Kutipan Dokumen:
Narasi

3 Prinsip Saling Melindungi Antar Umat Beragama dan Batasannya

Salah satu doktrin paling kokoh yang dimiliki kelompok radikal, adalah membuat kita saling membenci antar umat beragama. Membangun tembok pemisah, diprovokasi agar penuh konflik dan anti keharmonisan secara sosial dengan dalih “demi iman”.

Seperti halnya di penghujung akhir tahun (12/22), umat Kristiani akan merayakan Hari Natal. Momentum perayaan keagamaan milik non-muslim ini selalu dijadikan jalan kelompok radikal untuk meningkatkan permusuhan antar umat beragama.

Membawa narasi, perihal iman yang takut luntur dan dianggap menyalahi aturan akidah jika mengucapkan selamat hari natal atau turut menyukseskan perayaan tersebut. Maka, dari sinilah ada 3 prinsip yang harus kita pahami. Untuk mengubur segala kekhawatiran tentang iman dan terhindar dari provokasi kelompok radikal untuk bisa saling melindungi antar umat beragama.

Pertama, Hubungan antar umat beragama dalam konteks sosial-kemanusiaan itu di luar wilayah keimanan. Kita harus paham, mana aktivitas yang berkaitan dengan iman dan aktivitas yang berkaitan dengan sosial-kemanusiaan. Sebab, aktivitas yang berkaitan iman layaknya ibadah itu tentu mengacu ke dalam wilayah prinsip seseorang di dalam agama.

Sedangkan aktivitas yang berkaitan dengan sosial-kemanusiaan itu dilakukan di luar aktivitas keagamaan. Melainkan sebagai pancaran iman dari setiap masing-masing orang yang merepresentasikan nilai kebaikan yang membawa maslahat. Misalnya, kita bisa menjaga keamanan perayaan agama lain agar terhindar dari aksi-aksi zhalim layaknya bom bunuh diri mengatasnamakan agama tertentu.

Kenyataan ini tentunya mengacu ke dalam sebuah prinsip (saling memberi hak, keamanan dan kenyamanan) dalam beribadah. Sebagaimana, Nabi Muhammad SAW di Madinah membangun prinsip yang semacam itu. Jadi, batasan-batasan yang perlu kita pahami, kita tidak boleh mengikuti upacara keagamaan itu. Cukup dalam konteks saling membantu sesama antar umat beragama agar bisa hidup harmonis saling membantu satu-sama lain.

Jadi, tidak ada sebuah aktivitas yang akan melunturkan iman. Apalagi dianggap akan merusak iman yang membentang di dalam diri kita. Iman yang ada dalam diri kita tetap kokoh dan dalam konteks saling membantu secara kemanusiaan antar umat beragama adalah sama-sama memberi hak keamanan, keselamatan dan kenyamanan satu-sama lain.

Tujuan Tugas: Tuliskan kembali bagian artikel tentang prinsip saling melindungi antarumat beragama tanpa mengubah satu kata pun, mulai dari "Seperti halnya di" dan terus hingga "permusuhan antar umat beragama.".

Baris Data:
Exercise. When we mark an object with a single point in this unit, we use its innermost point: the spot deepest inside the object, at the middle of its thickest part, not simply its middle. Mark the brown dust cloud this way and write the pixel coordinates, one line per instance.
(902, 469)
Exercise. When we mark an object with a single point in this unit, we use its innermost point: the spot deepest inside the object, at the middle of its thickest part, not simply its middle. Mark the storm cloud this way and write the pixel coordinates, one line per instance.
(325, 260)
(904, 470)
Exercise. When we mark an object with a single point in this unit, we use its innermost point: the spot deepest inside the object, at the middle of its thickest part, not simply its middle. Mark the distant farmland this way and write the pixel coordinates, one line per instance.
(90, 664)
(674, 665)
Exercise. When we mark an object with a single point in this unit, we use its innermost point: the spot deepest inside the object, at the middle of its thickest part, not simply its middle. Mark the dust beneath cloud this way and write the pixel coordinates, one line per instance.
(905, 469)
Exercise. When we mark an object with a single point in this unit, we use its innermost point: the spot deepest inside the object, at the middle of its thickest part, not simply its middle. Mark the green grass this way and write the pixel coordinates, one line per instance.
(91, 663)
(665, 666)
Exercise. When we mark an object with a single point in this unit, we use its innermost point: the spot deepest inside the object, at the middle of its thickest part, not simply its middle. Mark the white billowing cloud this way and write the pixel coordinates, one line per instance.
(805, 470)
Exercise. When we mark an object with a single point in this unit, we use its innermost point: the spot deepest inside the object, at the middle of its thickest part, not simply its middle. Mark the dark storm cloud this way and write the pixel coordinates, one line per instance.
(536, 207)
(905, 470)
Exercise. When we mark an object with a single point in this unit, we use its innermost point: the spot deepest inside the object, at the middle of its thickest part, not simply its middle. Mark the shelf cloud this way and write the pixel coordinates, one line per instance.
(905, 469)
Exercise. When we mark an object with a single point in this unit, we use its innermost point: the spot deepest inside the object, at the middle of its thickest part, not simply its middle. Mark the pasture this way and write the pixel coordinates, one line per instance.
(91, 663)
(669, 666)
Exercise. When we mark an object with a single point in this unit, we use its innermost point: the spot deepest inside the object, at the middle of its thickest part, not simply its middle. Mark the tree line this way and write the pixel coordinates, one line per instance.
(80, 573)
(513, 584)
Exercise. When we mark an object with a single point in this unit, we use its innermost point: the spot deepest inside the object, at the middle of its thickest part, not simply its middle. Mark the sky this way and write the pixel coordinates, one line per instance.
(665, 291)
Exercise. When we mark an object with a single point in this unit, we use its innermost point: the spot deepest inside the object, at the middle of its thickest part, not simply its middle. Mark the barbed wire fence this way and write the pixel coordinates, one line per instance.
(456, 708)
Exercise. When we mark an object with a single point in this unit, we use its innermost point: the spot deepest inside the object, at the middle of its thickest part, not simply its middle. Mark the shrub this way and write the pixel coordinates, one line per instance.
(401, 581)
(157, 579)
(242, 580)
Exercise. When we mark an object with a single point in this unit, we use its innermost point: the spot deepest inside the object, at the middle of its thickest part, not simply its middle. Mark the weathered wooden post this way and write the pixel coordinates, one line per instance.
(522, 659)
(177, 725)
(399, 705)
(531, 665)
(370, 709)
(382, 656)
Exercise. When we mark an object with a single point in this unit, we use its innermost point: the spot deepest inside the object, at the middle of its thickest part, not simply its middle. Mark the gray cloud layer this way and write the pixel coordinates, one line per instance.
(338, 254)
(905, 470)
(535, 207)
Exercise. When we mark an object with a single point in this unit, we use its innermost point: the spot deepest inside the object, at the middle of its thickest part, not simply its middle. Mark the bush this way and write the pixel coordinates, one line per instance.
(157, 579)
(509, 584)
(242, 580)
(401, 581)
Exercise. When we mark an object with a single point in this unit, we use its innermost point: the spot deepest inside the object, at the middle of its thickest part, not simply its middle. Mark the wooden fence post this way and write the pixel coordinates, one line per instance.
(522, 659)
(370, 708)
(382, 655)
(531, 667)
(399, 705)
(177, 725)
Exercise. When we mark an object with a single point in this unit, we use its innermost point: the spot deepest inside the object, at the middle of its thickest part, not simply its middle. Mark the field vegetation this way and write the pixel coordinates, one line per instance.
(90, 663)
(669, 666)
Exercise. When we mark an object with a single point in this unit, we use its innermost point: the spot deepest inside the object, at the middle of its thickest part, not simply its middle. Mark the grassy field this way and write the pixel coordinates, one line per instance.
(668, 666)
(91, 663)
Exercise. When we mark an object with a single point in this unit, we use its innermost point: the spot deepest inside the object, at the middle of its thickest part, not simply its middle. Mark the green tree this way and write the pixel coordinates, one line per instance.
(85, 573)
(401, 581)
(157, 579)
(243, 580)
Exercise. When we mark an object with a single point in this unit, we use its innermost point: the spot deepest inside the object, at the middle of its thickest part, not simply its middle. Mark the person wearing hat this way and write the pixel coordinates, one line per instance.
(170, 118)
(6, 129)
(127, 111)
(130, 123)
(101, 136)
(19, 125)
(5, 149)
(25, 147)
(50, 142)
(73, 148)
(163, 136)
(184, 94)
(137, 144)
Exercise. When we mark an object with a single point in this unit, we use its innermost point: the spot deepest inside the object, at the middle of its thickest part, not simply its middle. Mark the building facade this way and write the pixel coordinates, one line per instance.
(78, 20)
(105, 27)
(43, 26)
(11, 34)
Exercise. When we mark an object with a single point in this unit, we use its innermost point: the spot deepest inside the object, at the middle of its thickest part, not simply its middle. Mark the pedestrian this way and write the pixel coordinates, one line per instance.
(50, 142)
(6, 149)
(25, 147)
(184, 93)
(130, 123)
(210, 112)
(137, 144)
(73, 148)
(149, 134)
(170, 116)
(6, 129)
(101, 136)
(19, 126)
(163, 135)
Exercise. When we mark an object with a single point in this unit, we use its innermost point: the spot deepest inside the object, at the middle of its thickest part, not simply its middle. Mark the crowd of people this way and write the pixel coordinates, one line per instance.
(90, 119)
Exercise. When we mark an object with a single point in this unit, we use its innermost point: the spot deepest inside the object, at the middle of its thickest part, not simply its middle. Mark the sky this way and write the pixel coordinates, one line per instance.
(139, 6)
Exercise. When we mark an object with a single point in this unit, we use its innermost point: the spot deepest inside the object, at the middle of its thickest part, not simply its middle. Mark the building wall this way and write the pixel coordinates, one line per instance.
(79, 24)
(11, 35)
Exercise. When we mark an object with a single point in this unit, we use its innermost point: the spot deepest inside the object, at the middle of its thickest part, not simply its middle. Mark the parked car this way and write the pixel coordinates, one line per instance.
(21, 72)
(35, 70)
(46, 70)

Penyelesaian Soal:
Seperti halnya di penghujung akhir tahun (12/22), umat Kristiani akan merayakan Hari Natal. Momentum perayaan keagamaan milik non-muslim ini selalu dijadikan jalan kelompok radikal untuk meningkatkan permusuhan antar umat beragama.